- _Data shown_
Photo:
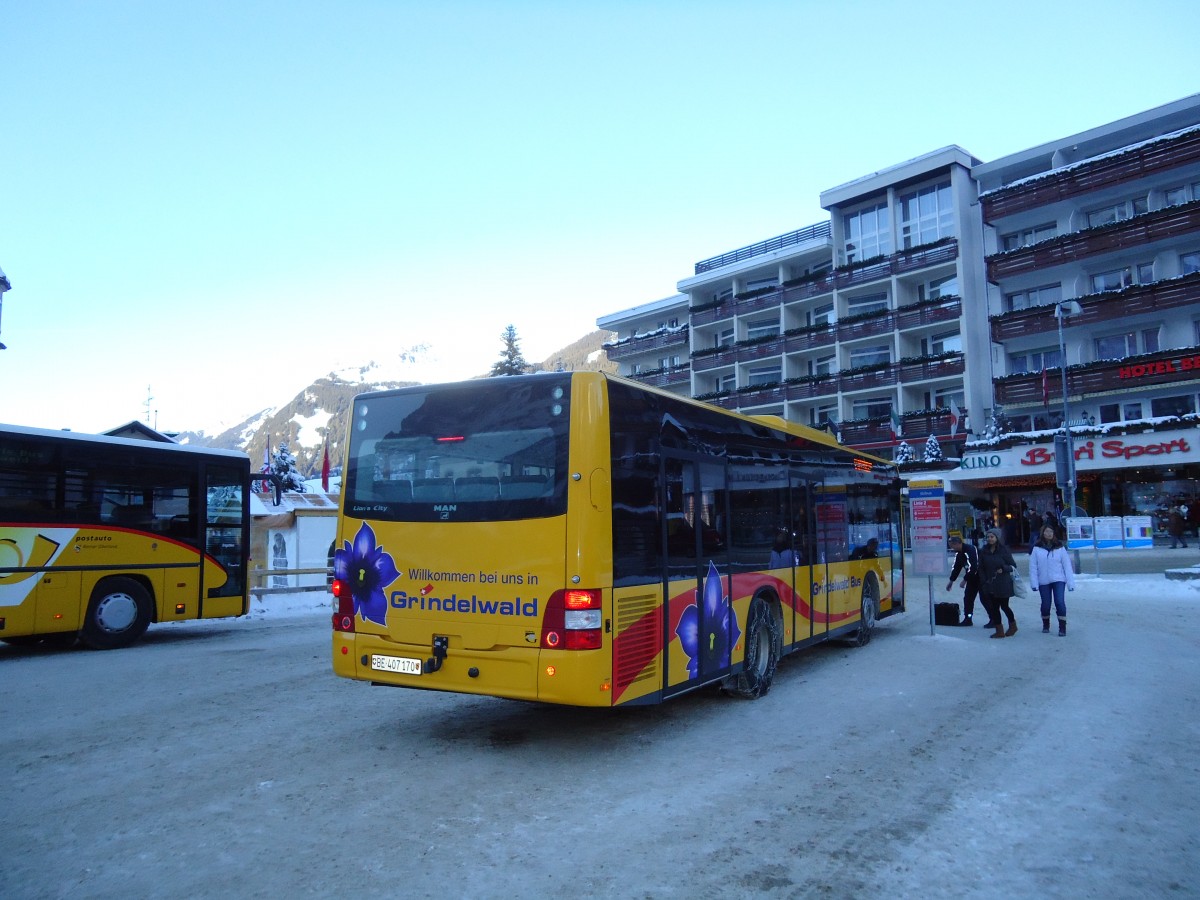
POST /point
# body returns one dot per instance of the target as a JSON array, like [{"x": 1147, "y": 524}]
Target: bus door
[
  {"x": 701, "y": 623},
  {"x": 809, "y": 569}
]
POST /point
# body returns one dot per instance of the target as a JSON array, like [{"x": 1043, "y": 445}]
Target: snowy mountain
[{"x": 322, "y": 409}]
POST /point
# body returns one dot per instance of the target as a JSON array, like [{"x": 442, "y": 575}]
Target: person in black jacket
[
  {"x": 966, "y": 561},
  {"x": 996, "y": 568}
]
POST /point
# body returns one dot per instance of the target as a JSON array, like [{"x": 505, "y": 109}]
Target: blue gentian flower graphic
[
  {"x": 721, "y": 629},
  {"x": 369, "y": 570}
]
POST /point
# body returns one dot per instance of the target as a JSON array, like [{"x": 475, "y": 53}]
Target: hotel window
[
  {"x": 1043, "y": 295},
  {"x": 761, "y": 329},
  {"x": 1117, "y": 213},
  {"x": 1183, "y": 193},
  {"x": 927, "y": 215},
  {"x": 859, "y": 305},
  {"x": 939, "y": 287},
  {"x": 1179, "y": 405},
  {"x": 946, "y": 342},
  {"x": 765, "y": 375},
  {"x": 874, "y": 408},
  {"x": 822, "y": 414},
  {"x": 1125, "y": 277},
  {"x": 870, "y": 355},
  {"x": 948, "y": 399},
  {"x": 1129, "y": 343},
  {"x": 822, "y": 316},
  {"x": 1029, "y": 235},
  {"x": 1033, "y": 360},
  {"x": 868, "y": 233}
]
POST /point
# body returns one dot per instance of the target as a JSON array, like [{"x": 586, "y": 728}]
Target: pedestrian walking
[
  {"x": 1051, "y": 574},
  {"x": 966, "y": 561},
  {"x": 996, "y": 569},
  {"x": 1175, "y": 527}
]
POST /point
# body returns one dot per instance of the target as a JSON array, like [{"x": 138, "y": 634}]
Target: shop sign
[
  {"x": 1114, "y": 449},
  {"x": 982, "y": 461},
  {"x": 1163, "y": 366}
]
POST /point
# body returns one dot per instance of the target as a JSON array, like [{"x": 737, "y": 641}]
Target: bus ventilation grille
[{"x": 639, "y": 639}]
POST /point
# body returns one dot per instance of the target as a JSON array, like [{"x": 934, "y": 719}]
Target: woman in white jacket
[{"x": 1051, "y": 575}]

- _Problem to work on_
Omit every picture, then repeat the remaining data exactly as it appears above.

- _Response to this task_
Photo:
POST /point
# body returns one dot per instance of the target as a JSON array, like [{"x": 1147, "y": 524}]
Target: bus door
[
  {"x": 701, "y": 623},
  {"x": 809, "y": 569}
]
POST /point
# body returns one dot per instance of the target as a JSON array, like [{"x": 1043, "y": 445}]
Target: snowy mountain
[{"x": 322, "y": 409}]
POST /point
# body returns one dot per instance of the target as a JSON array, like [{"x": 442, "y": 575}]
Target: person in black jacket
[
  {"x": 966, "y": 561},
  {"x": 996, "y": 568}
]
POST /point
# body returns one dot per instance of the target as a JSON array, like [{"x": 505, "y": 109}]
Target: blue gentian flower graphic
[
  {"x": 721, "y": 629},
  {"x": 369, "y": 570}
]
POST /point
# body returns one dot per instance of the target as a JSON array, like [{"x": 475, "y": 53}]
Target: hotel window
[
  {"x": 1043, "y": 295},
  {"x": 761, "y": 329},
  {"x": 1117, "y": 213},
  {"x": 1183, "y": 193},
  {"x": 927, "y": 215},
  {"x": 859, "y": 305},
  {"x": 939, "y": 287},
  {"x": 1179, "y": 405},
  {"x": 946, "y": 342},
  {"x": 765, "y": 375},
  {"x": 874, "y": 408},
  {"x": 822, "y": 414},
  {"x": 1125, "y": 277},
  {"x": 870, "y": 355},
  {"x": 948, "y": 399},
  {"x": 1129, "y": 343},
  {"x": 822, "y": 316},
  {"x": 1029, "y": 235},
  {"x": 1033, "y": 360},
  {"x": 868, "y": 233}
]
POST /point
# body returns one dot per instance of the target as a JSON array, like [{"x": 586, "y": 728}]
Target: pedestrian walking
[
  {"x": 1051, "y": 574},
  {"x": 966, "y": 561},
  {"x": 996, "y": 569},
  {"x": 1175, "y": 527}
]
POST /point
# body returns one dot per instance of the target as a JSON array, like [{"x": 138, "y": 634}]
Target: shop sign
[
  {"x": 1114, "y": 449},
  {"x": 982, "y": 461},
  {"x": 1163, "y": 366}
]
POST /point
# body returns one dot per instance of the target as a JSON array, like [{"x": 737, "y": 641}]
Target: bus ventilation grille
[{"x": 639, "y": 639}]
POST /point
# body returns one dot per instance of the target as a JSON array, like [{"x": 934, "y": 719}]
Target: woman in white jacket
[{"x": 1051, "y": 575}]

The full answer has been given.